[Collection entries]
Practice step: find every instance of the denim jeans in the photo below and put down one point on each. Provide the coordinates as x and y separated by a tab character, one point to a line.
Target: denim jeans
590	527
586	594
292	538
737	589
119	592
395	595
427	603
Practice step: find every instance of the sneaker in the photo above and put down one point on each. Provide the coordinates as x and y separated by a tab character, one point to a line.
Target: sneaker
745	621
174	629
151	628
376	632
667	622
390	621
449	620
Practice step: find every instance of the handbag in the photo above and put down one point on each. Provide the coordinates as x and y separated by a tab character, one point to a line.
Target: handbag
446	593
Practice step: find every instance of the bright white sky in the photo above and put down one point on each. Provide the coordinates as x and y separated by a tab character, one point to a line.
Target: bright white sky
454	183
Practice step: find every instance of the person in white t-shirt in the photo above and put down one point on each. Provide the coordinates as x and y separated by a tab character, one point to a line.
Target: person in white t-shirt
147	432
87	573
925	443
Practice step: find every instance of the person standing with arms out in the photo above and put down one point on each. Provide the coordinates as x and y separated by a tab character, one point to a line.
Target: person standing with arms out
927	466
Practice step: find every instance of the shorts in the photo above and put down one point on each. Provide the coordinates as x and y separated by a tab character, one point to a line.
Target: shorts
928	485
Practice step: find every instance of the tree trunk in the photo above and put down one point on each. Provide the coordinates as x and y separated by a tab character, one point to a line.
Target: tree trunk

==

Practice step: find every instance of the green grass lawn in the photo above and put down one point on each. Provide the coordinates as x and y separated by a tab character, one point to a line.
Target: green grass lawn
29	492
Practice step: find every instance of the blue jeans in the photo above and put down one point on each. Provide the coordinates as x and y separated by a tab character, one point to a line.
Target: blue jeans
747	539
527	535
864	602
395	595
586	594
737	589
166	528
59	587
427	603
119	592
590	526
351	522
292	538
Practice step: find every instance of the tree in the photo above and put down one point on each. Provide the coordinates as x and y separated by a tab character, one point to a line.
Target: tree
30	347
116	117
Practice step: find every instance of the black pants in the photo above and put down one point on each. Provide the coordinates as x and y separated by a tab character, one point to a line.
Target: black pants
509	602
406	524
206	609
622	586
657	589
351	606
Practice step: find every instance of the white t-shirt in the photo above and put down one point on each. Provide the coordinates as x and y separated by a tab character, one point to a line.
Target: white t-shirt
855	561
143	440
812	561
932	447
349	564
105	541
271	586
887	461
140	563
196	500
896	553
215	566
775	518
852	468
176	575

* * *

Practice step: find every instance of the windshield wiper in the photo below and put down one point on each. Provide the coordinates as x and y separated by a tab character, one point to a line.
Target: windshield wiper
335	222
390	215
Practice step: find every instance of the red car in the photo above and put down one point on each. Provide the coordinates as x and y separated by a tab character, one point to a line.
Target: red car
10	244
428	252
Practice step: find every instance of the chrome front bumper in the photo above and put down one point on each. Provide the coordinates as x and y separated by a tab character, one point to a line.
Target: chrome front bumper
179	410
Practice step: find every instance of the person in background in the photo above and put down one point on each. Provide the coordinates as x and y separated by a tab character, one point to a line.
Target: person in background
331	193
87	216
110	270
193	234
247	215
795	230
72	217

• Aim of the task
For this exercise, return every line from the data that holds the string "below".

• Written answer
Practice step: find every instance of the denim jeans in the photo below and put down one point on each. Provide the coordinates as x and y separated by a tab character, one point to a line.
Practice step: find every instance of the windshield wiper in the photo below and put down one point on each. Provide the coordinates as x and y separated by a tab character, one point to a line.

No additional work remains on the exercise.